_PAGE EXTRACT:_
[Start of Attachment]

In-person education of caregivers increases their knowledge of sickle cell trait (SCT), according to researchers. But new strategies are needed to make sure caregivers don’t forget what they learned.
The study, “Sickle cell trait knowledge and health literacy in caregivers who receive in‐person sickle cell trait education,” appeared in the journal Molecular Genetics & Genomic Medicine.
Sickle cell anemia is caused by receiving two copies of the mutated HBB gene, one from the mother and one from the father. When people inherit only one copy from either parent, they have sickle cell trait. Although people with SCT usually do not have any symptoms of sickle cell anemia, they are at risk of having a child with the disease.
Universal newborn screening detects SCT in infancy, but only 16% of Americans of childbearing age know if they carry the mutation. More effective education for patients and their families is needed to increase awareness of SCT status.
“Most people do not know their sickle cell trait status. When a newborn screening result shows that an infant has sickle cell trait, we are there to support the parents with education about SCT and its implications on reproductive health,” Susan Creary, MD, the study’s lead author and a hematologist at Nationwide Children’s Hospital in Columbus, Ohio, said in a press release.
“But to be effective, this education must be appropriate and meet the needs of the parents that we are educating,” she said.
In Ohio, in-person education is offered to caregivers of referred SCT infants. Researchers evaluated health and SCT knowledge in 113 caregivers before (at baseline) and after a 20-minute in‐person session with a trained educator. Assessments were also made after a minimum of six months after the education.

[End of Attachment]

_DIRECTIONS:_
• A. Decide whether each statement agrees with the sickle cell trait article. Answer yes or no for each, quoting the deciding words from the text: (i) Only 16% of Americans of childbearing age know whether they carry the mutation; (ii) the in-person education session lasted 45 minutes; (iii) researchers evaluated 113 caregivers.
• B. Update the part of the sickle cell trait article that opens with the words "In-person education of" and closes with "what they learned.", replacing "strategies" with "approaches".
The records play no part in this work.

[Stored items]
[Start of Attachment]

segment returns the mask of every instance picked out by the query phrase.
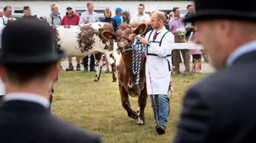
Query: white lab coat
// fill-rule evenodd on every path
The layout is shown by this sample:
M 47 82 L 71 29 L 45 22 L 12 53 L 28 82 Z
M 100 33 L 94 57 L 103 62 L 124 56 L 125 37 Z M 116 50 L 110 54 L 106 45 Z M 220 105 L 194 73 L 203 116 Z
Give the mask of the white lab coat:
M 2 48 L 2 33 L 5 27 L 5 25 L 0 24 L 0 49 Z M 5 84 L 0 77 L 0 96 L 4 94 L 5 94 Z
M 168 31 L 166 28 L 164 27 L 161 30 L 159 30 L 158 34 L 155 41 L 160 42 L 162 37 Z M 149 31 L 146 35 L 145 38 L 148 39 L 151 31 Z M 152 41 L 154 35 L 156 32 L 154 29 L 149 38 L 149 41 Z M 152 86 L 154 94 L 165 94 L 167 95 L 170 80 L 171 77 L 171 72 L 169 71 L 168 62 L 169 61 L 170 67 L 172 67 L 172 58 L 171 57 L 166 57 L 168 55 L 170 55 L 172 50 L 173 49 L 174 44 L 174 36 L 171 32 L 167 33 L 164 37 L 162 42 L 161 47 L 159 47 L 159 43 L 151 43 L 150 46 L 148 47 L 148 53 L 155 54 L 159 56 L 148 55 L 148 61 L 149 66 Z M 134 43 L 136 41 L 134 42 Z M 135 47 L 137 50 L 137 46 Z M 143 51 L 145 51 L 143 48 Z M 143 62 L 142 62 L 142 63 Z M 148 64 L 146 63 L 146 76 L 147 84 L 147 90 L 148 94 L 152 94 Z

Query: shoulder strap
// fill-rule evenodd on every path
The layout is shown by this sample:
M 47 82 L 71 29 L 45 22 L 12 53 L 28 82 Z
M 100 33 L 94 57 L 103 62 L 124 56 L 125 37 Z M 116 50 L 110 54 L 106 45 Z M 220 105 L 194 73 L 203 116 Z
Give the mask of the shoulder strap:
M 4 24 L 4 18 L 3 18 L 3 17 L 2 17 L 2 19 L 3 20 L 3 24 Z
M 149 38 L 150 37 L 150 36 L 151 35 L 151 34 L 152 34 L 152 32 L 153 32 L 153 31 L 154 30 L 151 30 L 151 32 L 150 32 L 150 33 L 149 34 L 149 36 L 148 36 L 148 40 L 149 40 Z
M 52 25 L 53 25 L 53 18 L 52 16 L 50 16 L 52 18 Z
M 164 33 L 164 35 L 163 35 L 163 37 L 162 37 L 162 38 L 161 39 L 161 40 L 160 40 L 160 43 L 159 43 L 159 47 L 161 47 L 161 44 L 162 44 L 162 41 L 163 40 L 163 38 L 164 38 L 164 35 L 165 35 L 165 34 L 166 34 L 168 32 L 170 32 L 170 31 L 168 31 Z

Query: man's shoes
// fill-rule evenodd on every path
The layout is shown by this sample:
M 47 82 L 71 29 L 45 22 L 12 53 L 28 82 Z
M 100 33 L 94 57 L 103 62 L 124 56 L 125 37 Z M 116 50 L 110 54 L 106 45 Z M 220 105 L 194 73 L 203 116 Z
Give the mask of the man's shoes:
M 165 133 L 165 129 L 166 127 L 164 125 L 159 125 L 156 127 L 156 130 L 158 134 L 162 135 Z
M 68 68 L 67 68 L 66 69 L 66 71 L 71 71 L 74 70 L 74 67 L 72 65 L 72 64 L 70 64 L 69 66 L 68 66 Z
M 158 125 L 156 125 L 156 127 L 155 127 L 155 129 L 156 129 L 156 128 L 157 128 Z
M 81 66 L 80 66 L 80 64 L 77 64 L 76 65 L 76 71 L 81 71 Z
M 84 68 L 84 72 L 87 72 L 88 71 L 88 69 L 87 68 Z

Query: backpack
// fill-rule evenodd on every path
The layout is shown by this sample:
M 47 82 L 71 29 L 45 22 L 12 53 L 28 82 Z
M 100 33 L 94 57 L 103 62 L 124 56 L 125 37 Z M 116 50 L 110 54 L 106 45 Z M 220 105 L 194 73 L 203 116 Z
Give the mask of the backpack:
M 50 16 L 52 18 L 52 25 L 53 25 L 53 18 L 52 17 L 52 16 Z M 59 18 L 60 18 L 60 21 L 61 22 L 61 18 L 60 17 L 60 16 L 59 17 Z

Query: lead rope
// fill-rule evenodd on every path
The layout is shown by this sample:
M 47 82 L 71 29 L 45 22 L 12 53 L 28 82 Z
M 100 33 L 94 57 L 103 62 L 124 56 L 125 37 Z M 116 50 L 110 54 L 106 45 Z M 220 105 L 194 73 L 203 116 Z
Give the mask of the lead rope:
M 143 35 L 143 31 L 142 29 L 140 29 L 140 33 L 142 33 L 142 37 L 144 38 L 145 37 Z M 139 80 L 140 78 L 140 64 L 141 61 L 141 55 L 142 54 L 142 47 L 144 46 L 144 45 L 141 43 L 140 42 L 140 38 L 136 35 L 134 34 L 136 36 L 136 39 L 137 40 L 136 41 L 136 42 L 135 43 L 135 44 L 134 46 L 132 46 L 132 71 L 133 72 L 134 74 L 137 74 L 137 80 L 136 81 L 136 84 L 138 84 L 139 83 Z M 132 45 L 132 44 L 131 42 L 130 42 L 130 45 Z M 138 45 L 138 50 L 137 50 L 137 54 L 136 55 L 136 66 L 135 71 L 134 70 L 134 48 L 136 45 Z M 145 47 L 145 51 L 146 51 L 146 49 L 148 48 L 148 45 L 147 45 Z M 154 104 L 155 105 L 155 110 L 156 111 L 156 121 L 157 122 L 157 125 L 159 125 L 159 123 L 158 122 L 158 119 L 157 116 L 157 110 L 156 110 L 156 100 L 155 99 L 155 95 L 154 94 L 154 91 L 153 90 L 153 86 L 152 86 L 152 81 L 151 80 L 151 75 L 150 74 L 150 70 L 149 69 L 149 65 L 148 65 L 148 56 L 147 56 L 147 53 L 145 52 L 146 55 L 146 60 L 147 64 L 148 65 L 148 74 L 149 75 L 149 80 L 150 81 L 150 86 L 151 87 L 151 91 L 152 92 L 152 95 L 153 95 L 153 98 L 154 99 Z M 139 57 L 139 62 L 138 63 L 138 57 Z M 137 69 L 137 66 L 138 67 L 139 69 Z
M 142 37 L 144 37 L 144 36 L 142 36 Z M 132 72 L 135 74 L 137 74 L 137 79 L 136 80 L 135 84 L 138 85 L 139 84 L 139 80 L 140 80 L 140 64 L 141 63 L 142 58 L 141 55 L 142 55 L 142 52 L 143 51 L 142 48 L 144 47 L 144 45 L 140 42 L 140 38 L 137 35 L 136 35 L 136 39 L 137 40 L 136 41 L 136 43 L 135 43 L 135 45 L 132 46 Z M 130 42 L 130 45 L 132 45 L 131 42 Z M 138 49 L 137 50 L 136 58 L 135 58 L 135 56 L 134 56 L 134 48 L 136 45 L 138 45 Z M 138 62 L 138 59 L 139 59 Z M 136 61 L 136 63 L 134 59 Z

[End of Attachment]

_PROBLEM SOLUTIONS:_
• A.
(i) Yes: "only 16% of Americans of childbearing age know if they carry the mutation"
(ii) No: "a 20-minute in‐person session with a trained educator"
(iii) Yes: "Researchers evaluated health and SCT knowledge in 113 caregivers"

• B.
In-person education of caregivers increases their knowledge of sickle cell trait (SCT), according to researchers. But new approaches are needed to make sure caregivers don’t forget what they learned.